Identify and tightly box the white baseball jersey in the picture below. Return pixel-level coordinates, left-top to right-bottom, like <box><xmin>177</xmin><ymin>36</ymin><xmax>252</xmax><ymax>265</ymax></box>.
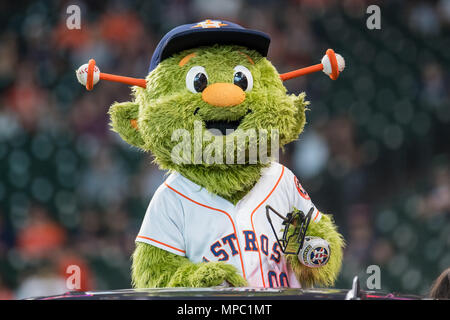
<box><xmin>136</xmin><ymin>163</ymin><xmax>322</xmax><ymax>288</ymax></box>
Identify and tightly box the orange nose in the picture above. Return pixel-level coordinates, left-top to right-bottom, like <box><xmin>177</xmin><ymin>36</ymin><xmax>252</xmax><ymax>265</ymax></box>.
<box><xmin>202</xmin><ymin>83</ymin><xmax>245</xmax><ymax>107</ymax></box>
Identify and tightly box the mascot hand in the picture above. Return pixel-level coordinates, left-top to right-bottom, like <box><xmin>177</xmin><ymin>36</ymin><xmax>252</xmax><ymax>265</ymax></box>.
<box><xmin>298</xmin><ymin>236</ymin><xmax>331</xmax><ymax>268</ymax></box>
<box><xmin>286</xmin><ymin>214</ymin><xmax>344</xmax><ymax>288</ymax></box>
<box><xmin>169</xmin><ymin>262</ymin><xmax>247</xmax><ymax>287</ymax></box>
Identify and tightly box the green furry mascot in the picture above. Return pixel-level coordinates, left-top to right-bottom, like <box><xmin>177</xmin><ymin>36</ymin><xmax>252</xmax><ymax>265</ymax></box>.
<box><xmin>77</xmin><ymin>20</ymin><xmax>344</xmax><ymax>288</ymax></box>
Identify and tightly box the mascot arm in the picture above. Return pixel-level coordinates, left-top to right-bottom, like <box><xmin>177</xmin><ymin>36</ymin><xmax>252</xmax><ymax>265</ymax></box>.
<box><xmin>286</xmin><ymin>214</ymin><xmax>345</xmax><ymax>288</ymax></box>
<box><xmin>132</xmin><ymin>242</ymin><xmax>247</xmax><ymax>288</ymax></box>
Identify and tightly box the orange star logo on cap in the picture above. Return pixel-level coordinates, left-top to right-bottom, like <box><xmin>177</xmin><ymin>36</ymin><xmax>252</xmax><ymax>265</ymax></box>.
<box><xmin>191</xmin><ymin>19</ymin><xmax>227</xmax><ymax>28</ymax></box>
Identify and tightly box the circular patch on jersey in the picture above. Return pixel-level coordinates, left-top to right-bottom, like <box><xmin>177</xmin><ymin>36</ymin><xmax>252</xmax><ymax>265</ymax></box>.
<box><xmin>294</xmin><ymin>176</ymin><xmax>311</xmax><ymax>200</ymax></box>
<box><xmin>309</xmin><ymin>247</ymin><xmax>329</xmax><ymax>267</ymax></box>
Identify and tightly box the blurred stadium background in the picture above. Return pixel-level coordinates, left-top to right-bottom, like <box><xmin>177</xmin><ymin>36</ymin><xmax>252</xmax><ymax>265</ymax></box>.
<box><xmin>0</xmin><ymin>0</ymin><xmax>450</xmax><ymax>299</ymax></box>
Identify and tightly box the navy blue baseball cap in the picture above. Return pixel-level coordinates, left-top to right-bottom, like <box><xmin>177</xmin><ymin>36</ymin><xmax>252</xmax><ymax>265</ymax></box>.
<box><xmin>149</xmin><ymin>20</ymin><xmax>270</xmax><ymax>72</ymax></box>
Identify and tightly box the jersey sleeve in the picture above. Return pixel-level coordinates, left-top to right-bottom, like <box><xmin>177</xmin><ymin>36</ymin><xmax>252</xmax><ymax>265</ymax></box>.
<box><xmin>136</xmin><ymin>185</ymin><xmax>186</xmax><ymax>256</ymax></box>
<box><xmin>288</xmin><ymin>172</ymin><xmax>322</xmax><ymax>222</ymax></box>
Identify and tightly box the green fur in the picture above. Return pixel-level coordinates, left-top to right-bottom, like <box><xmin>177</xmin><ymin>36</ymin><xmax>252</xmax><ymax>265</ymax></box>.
<box><xmin>109</xmin><ymin>45</ymin><xmax>342</xmax><ymax>288</ymax></box>
<box><xmin>131</xmin><ymin>243</ymin><xmax>247</xmax><ymax>288</ymax></box>
<box><xmin>286</xmin><ymin>214</ymin><xmax>345</xmax><ymax>288</ymax></box>
<box><xmin>109</xmin><ymin>46</ymin><xmax>308</xmax><ymax>204</ymax></box>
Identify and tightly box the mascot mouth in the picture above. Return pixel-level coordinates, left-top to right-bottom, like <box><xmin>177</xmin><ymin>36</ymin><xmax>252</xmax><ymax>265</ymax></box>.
<box><xmin>205</xmin><ymin>117</ymin><xmax>244</xmax><ymax>136</ymax></box>
<box><xmin>196</xmin><ymin>109</ymin><xmax>252</xmax><ymax>136</ymax></box>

■ ■ ■

__WHAT TO PRODUCE__
Reproduce, exactly and with nothing added, the lines from the one that includes "Identify and tightly box the green fur in" through the last line of the material.

__RESULT OF THIS EXERCISE__
Identify and tightly box the green fur in the picture above. Return pixel-level coordinates, left-top to right-bottom, like <box><xmin>177</xmin><ymin>36</ymin><xmax>252</xmax><ymax>265</ymax></box>.
<box><xmin>109</xmin><ymin>45</ymin><xmax>342</xmax><ymax>288</ymax></box>
<box><xmin>131</xmin><ymin>243</ymin><xmax>247</xmax><ymax>288</ymax></box>
<box><xmin>286</xmin><ymin>214</ymin><xmax>345</xmax><ymax>288</ymax></box>
<box><xmin>109</xmin><ymin>46</ymin><xmax>308</xmax><ymax>204</ymax></box>
Identify and tightly box the mascot mouth in the picture above. Return pixel-level coordinates, left-top to right-bottom, like <box><xmin>177</xmin><ymin>36</ymin><xmax>252</xmax><ymax>265</ymax></box>.
<box><xmin>205</xmin><ymin>117</ymin><xmax>244</xmax><ymax>136</ymax></box>
<box><xmin>196</xmin><ymin>109</ymin><xmax>252</xmax><ymax>136</ymax></box>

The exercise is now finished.